Recorded information:
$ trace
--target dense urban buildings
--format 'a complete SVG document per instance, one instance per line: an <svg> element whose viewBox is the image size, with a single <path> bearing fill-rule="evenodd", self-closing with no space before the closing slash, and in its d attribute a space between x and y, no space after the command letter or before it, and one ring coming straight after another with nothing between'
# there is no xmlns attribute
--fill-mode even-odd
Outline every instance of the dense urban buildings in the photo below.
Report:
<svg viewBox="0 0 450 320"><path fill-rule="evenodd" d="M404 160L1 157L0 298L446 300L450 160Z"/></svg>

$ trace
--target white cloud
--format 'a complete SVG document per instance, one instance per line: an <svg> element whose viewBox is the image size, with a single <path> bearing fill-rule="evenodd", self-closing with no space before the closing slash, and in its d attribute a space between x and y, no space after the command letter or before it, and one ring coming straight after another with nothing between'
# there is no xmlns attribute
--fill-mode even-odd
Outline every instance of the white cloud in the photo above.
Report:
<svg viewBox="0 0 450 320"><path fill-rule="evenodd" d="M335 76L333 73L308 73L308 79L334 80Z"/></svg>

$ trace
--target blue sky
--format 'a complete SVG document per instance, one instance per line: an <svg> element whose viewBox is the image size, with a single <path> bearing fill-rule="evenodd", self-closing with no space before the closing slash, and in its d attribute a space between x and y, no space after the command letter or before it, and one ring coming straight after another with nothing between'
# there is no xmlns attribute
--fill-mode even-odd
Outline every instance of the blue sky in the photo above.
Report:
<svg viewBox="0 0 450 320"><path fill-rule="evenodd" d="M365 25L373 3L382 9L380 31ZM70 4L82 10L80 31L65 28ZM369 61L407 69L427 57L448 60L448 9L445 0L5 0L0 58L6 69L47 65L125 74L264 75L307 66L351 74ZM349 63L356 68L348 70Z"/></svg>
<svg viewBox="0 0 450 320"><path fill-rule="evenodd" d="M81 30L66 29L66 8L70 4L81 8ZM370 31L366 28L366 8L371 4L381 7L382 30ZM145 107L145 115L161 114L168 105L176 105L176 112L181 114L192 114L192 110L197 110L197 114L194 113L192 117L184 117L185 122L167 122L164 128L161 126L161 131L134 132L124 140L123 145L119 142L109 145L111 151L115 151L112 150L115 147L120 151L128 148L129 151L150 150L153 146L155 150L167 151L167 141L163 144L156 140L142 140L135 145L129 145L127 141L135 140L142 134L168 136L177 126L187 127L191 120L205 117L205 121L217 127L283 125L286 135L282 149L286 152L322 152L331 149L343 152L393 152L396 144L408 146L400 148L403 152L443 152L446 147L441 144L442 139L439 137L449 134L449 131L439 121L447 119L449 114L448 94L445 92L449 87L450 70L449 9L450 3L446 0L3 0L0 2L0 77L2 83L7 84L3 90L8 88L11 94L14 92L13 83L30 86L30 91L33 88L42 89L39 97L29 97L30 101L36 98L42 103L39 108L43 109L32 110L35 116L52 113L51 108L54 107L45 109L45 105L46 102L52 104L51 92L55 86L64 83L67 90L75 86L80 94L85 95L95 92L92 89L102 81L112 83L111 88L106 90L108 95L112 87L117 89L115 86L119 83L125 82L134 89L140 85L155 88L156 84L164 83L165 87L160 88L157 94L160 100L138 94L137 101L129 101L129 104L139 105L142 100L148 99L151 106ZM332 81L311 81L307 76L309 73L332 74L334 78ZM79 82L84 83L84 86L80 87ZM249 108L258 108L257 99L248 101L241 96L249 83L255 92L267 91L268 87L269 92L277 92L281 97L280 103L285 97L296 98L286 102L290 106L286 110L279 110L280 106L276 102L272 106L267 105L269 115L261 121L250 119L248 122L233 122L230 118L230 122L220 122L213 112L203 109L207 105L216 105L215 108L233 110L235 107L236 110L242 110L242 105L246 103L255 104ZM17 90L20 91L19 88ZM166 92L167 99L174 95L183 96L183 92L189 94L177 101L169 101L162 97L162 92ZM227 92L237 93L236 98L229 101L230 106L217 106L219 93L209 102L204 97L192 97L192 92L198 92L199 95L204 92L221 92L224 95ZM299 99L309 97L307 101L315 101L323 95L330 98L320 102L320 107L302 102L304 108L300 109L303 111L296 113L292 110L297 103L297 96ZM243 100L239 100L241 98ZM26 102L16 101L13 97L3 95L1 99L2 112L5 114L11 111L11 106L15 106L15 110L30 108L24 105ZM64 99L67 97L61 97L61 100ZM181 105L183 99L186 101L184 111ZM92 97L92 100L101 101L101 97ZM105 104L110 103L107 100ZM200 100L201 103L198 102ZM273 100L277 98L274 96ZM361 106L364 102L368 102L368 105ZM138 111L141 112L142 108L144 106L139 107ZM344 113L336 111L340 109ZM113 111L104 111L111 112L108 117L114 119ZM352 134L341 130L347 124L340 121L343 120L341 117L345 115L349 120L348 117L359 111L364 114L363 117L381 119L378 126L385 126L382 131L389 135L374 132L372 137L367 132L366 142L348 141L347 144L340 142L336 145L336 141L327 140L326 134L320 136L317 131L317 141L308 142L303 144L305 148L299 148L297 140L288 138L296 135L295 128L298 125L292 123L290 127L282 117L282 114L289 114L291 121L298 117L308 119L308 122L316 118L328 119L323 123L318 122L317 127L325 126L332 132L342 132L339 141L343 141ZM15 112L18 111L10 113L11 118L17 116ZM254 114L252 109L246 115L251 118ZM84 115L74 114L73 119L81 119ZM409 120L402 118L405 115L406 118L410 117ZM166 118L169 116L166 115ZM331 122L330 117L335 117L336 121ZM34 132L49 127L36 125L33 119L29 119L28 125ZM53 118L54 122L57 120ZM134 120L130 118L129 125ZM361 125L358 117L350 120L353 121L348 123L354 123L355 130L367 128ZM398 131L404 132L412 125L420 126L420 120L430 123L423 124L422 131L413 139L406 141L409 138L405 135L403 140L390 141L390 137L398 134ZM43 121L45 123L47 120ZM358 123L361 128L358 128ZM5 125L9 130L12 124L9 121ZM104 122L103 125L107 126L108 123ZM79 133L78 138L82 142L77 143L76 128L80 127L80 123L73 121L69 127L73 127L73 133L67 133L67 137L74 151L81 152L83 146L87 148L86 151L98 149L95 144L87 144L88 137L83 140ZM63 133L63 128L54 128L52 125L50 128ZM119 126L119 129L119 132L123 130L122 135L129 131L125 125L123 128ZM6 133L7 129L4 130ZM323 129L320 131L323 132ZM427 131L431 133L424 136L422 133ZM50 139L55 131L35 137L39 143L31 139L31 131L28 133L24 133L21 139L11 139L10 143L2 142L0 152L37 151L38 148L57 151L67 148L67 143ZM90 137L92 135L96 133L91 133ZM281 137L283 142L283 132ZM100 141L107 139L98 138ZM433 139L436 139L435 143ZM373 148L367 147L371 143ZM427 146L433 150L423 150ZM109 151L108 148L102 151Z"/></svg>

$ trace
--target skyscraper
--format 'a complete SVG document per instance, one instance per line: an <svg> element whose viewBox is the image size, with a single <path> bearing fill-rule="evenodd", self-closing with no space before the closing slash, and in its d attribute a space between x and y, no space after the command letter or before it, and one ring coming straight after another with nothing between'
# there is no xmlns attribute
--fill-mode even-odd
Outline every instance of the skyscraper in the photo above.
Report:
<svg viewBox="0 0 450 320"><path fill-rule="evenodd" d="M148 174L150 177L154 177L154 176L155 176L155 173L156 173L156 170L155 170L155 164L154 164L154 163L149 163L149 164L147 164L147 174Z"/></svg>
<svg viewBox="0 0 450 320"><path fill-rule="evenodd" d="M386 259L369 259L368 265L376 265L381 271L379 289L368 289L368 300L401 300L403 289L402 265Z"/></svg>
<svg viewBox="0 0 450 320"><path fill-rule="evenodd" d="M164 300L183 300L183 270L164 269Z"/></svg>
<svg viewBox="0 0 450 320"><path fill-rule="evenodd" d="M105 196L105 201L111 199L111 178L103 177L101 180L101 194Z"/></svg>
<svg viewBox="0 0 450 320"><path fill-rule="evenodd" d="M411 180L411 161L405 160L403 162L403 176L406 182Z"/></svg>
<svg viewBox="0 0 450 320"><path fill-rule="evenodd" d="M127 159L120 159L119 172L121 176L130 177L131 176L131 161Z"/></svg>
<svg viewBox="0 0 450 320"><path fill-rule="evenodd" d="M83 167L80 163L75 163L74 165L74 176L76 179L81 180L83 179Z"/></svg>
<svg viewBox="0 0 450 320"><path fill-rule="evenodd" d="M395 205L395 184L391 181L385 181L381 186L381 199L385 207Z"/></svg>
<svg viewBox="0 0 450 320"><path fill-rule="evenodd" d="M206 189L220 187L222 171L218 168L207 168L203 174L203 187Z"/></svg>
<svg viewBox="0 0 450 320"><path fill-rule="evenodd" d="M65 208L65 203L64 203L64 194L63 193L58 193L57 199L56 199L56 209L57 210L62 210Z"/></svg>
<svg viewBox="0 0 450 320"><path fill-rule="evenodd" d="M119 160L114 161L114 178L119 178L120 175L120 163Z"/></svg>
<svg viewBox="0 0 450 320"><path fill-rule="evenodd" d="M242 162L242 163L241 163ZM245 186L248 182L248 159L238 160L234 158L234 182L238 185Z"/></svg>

What the exercise asks: Going through the entries above, show each line that contains "cloud".

Reply to the exercise:
--target white cloud
Outline every instance of the white cloud in the photo above.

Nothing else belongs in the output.